PROVIDED RECORDS:
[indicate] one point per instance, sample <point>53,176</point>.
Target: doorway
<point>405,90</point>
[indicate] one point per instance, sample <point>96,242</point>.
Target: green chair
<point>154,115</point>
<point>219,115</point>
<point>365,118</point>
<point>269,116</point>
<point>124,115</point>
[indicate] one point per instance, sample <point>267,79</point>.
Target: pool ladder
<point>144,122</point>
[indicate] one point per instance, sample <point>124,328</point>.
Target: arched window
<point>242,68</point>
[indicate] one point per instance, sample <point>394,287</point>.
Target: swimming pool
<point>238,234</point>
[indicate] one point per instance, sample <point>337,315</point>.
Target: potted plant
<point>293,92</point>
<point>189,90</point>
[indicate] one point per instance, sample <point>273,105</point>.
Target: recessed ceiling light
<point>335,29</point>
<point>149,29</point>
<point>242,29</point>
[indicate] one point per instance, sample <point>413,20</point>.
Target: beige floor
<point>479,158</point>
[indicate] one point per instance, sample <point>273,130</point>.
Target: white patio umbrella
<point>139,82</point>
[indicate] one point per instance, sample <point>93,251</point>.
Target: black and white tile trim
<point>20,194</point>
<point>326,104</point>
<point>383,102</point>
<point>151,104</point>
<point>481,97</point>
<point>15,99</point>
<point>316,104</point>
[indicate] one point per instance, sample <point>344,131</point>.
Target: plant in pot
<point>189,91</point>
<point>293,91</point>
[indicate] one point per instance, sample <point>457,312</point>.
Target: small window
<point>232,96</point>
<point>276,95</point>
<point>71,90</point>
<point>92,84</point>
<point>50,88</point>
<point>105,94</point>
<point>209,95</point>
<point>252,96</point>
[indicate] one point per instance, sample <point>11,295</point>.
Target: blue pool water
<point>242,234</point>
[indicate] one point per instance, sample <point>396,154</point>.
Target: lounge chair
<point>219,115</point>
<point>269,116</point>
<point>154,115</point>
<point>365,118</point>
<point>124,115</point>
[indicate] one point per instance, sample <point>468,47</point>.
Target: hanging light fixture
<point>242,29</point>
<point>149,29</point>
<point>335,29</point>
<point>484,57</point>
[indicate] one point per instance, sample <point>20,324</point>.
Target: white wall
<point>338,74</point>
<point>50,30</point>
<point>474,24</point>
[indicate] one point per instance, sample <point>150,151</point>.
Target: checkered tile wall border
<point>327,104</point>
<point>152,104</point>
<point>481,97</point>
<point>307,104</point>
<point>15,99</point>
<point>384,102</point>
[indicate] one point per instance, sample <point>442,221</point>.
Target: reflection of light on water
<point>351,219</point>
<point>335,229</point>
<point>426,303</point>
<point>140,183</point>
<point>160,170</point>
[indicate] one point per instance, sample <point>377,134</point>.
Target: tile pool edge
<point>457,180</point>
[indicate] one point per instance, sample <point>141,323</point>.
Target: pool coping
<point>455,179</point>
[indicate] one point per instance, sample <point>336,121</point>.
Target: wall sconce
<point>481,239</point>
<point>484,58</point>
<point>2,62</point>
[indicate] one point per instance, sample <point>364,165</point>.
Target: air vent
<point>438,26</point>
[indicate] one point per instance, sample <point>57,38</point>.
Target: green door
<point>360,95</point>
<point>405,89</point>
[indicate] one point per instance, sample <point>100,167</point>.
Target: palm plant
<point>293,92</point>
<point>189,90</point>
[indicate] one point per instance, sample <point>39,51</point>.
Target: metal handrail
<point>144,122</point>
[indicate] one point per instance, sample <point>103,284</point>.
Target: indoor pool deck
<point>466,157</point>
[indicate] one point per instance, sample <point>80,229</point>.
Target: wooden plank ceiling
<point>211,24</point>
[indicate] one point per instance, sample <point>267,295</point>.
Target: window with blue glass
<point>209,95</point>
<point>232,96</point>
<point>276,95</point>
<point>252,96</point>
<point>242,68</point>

WORK TO BE COMPLETED:
Reproduce all of the rows above word for word, with no changes.

SOLUTION TO THIS TASK:
[indicate] one point per instance, sample <point>53,176</point>.
Target: doorway
<point>405,90</point>
[indicate] one point per instance, sample <point>96,242</point>.
Target: green chair
<point>154,115</point>
<point>219,115</point>
<point>365,118</point>
<point>269,116</point>
<point>124,115</point>
[indicate] one point per instance, sample <point>267,79</point>.
Target: pool ladder
<point>144,122</point>
[indicate] one point per instance, sample <point>124,328</point>.
Target: arched window
<point>242,68</point>
[indicate] one point per instance, sample <point>394,287</point>.
Target: swimming pool
<point>238,234</point>
[indicate] one point per instance, sample <point>337,315</point>.
Target: potted plant
<point>293,92</point>
<point>189,90</point>
[indicate] one point per instance, sample <point>273,105</point>.
Target: recessed ceiling light
<point>335,29</point>
<point>149,29</point>
<point>242,29</point>
[indicate] one point per instance, sample <point>413,20</point>.
Target: beige floor
<point>479,158</point>
[indicate] one point per instance, sample <point>273,130</point>.
Target: white patio umbrella
<point>139,82</point>
[indicate] one point per instance, sample <point>93,251</point>.
Target: black and white tile trim
<point>20,194</point>
<point>326,104</point>
<point>383,102</point>
<point>151,104</point>
<point>481,97</point>
<point>15,99</point>
<point>316,104</point>
[indicate] one point per instance, sample <point>344,131</point>.
Target: plant in pot
<point>189,91</point>
<point>293,91</point>
[indicate] one point per instance, sample <point>457,312</point>.
Target: small window
<point>232,96</point>
<point>276,95</point>
<point>71,90</point>
<point>92,84</point>
<point>50,88</point>
<point>105,94</point>
<point>209,95</point>
<point>252,96</point>
[indicate] one point per instance, sample <point>11,295</point>.
Target: blue pool water
<point>242,234</point>
[indicate] one point per instance, sample <point>396,154</point>.
Target: lounge chair
<point>219,115</point>
<point>269,116</point>
<point>154,115</point>
<point>365,118</point>
<point>124,115</point>
[indicate] one point per instance, sample <point>468,47</point>.
Target: hanging light fixture
<point>242,29</point>
<point>149,29</point>
<point>335,29</point>
<point>484,57</point>
[indicate] one point per instance, sample <point>20,324</point>.
Target: white wall
<point>338,74</point>
<point>50,30</point>
<point>474,24</point>
[indicate] one point per instance, sample <point>150,151</point>.
Target: checkered tile wall border
<point>327,104</point>
<point>152,104</point>
<point>481,97</point>
<point>307,104</point>
<point>15,99</point>
<point>384,102</point>
[indicate] one point per instance, sample <point>442,221</point>.
Target: reflection of light on water
<point>351,219</point>
<point>335,229</point>
<point>426,303</point>
<point>140,183</point>
<point>160,170</point>
[indicate] one point per instance, sample <point>377,134</point>.
Target: tile pool edge
<point>457,180</point>
[indicate] one point per instance, sample <point>141,323</point>.
Target: pool coping
<point>455,179</point>
[indicate] one point per instance, sample <point>336,121</point>.
Target: wall sconce
<point>481,239</point>
<point>484,58</point>
<point>2,62</point>
[indicate] one point per instance, sample <point>364,165</point>.
Target: air vent
<point>438,26</point>
[indicate] one point per instance, sample <point>57,38</point>.
Target: green door
<point>360,95</point>
<point>405,89</point>
[indicate] one point per instance, sample <point>100,167</point>.
Target: palm plant
<point>293,92</point>
<point>189,90</point>
[indicate] one point per instance, sample <point>39,51</point>.
Target: metal handrail
<point>144,122</point>
[indicate] one point per instance, sample <point>103,284</point>.
Target: indoor pool deck
<point>466,157</point>
[indicate] one point per instance, sample <point>80,229</point>.
Target: wooden plank ceiling
<point>211,24</point>
[indicate] one point per instance, sample <point>267,295</point>.
Target: window with blue glass
<point>209,95</point>
<point>232,96</point>
<point>276,95</point>
<point>252,96</point>
<point>242,68</point>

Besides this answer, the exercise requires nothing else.